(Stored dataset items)
>>>>
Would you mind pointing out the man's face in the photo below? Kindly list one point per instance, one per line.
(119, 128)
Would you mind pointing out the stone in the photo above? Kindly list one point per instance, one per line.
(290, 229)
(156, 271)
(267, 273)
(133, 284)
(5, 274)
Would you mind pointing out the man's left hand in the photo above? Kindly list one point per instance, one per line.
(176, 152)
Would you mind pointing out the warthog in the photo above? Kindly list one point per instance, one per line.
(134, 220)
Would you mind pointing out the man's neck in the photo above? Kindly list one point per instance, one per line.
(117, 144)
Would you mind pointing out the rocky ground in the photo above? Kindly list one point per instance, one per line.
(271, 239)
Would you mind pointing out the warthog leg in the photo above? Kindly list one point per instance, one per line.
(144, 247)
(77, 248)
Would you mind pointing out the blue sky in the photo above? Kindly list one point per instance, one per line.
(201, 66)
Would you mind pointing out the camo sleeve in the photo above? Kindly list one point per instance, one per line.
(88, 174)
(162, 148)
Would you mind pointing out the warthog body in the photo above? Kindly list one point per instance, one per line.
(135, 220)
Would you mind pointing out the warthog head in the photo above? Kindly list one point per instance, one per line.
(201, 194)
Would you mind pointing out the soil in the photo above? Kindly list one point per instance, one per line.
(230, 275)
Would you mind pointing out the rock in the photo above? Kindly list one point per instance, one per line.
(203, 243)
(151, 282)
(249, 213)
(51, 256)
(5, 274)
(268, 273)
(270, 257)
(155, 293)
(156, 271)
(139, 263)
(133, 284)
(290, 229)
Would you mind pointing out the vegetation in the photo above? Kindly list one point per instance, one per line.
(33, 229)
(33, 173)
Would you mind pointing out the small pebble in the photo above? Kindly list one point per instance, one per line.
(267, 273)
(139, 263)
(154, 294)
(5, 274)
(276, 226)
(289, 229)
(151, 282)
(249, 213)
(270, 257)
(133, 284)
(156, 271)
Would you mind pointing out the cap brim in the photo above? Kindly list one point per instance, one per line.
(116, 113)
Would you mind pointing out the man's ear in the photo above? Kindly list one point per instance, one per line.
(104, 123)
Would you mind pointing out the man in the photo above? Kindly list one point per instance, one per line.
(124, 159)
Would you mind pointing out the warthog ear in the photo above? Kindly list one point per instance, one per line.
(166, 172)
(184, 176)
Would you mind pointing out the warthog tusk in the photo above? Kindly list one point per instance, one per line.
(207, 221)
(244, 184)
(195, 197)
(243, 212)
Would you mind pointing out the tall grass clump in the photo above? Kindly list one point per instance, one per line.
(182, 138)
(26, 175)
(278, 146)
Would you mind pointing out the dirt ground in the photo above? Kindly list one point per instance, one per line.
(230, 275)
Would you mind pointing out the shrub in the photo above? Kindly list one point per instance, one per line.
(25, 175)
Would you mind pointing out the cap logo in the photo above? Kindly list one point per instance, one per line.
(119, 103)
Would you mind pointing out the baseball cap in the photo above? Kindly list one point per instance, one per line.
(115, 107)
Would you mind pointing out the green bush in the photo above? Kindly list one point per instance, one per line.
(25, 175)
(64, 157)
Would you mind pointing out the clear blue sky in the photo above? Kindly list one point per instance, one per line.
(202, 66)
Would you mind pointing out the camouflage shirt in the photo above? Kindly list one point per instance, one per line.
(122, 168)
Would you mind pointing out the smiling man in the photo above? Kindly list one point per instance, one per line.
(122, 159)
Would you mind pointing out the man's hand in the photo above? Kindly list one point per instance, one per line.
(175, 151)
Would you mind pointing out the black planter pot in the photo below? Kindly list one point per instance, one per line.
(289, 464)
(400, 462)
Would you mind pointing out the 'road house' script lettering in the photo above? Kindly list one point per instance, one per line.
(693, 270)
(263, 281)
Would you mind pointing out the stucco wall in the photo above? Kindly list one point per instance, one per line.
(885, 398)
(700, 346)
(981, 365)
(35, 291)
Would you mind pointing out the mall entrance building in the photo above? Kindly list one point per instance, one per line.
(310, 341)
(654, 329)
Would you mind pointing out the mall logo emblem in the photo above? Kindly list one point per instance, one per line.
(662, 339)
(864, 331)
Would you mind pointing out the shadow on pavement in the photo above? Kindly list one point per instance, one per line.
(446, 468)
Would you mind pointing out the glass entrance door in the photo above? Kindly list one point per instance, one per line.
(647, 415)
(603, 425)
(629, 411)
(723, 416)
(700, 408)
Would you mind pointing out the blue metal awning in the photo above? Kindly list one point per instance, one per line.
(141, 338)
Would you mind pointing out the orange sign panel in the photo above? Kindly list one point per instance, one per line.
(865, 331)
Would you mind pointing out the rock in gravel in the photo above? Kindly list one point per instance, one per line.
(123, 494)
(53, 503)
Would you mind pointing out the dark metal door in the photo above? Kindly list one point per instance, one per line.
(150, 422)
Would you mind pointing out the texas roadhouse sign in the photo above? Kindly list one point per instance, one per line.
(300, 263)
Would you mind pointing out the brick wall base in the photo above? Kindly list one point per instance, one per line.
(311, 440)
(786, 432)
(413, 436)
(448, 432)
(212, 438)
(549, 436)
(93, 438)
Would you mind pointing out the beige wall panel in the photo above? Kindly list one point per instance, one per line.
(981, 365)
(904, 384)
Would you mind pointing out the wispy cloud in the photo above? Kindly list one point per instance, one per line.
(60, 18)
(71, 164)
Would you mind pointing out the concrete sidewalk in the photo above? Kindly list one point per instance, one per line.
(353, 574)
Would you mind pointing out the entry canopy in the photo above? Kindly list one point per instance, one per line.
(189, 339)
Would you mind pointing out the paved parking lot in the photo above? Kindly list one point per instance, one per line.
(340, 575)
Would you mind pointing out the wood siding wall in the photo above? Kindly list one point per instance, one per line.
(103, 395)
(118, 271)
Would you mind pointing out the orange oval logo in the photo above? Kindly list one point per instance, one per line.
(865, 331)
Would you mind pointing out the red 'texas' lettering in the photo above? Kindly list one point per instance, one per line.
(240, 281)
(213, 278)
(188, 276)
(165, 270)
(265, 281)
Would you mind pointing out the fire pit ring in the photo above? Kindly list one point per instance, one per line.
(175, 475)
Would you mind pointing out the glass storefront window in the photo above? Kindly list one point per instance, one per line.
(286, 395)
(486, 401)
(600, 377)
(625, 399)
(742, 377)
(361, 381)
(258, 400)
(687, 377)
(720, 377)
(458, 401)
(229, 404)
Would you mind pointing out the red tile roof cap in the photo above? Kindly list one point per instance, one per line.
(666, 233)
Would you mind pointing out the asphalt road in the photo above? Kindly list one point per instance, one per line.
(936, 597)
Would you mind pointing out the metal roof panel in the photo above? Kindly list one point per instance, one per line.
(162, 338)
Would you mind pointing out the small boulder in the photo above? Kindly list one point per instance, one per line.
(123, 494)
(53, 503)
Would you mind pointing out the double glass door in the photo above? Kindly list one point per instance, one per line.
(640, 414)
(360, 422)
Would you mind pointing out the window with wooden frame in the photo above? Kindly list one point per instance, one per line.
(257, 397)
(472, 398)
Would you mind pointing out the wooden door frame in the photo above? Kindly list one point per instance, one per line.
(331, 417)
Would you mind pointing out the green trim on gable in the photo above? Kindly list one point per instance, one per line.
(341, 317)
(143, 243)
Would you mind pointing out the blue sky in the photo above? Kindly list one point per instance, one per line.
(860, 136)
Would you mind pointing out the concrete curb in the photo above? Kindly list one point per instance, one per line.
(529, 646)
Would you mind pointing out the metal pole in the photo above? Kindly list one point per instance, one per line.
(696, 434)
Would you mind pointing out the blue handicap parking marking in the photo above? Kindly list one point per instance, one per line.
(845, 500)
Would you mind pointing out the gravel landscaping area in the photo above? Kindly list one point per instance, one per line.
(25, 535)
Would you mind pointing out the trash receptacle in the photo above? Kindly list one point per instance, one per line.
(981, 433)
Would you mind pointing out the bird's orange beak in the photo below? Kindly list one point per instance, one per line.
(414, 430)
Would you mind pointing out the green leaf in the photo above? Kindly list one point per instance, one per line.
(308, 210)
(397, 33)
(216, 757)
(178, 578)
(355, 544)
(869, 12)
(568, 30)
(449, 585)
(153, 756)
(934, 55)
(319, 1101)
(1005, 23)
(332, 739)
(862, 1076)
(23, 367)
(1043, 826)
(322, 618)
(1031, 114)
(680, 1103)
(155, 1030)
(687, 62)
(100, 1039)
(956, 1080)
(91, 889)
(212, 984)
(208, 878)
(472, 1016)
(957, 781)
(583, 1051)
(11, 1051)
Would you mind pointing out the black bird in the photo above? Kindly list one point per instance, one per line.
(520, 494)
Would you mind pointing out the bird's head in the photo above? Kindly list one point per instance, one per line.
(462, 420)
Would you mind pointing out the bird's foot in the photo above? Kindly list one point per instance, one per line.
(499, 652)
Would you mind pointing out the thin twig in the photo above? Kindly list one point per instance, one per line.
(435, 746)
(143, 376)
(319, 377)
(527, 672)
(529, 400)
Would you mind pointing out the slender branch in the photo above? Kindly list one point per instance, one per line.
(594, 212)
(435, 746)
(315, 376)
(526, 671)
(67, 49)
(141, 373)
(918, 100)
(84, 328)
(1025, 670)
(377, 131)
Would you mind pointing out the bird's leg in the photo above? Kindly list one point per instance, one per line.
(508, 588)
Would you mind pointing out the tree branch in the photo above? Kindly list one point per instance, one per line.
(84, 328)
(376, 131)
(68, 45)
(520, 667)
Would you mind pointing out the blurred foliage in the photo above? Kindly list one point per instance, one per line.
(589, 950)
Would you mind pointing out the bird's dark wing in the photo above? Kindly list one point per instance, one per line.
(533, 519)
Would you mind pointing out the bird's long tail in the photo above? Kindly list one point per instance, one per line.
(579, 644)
<<<<
**WHAT THE EXERCISE ASKS**
Return precisely the lines of the records, starting with the line that holds "Would you mind pointing out the bird's long" and ending with the last one.

**TASK RESULT**
Would you mind pointing out the bird's long tail in the photo above? Kindly list one point per instance, one per line.
(579, 644)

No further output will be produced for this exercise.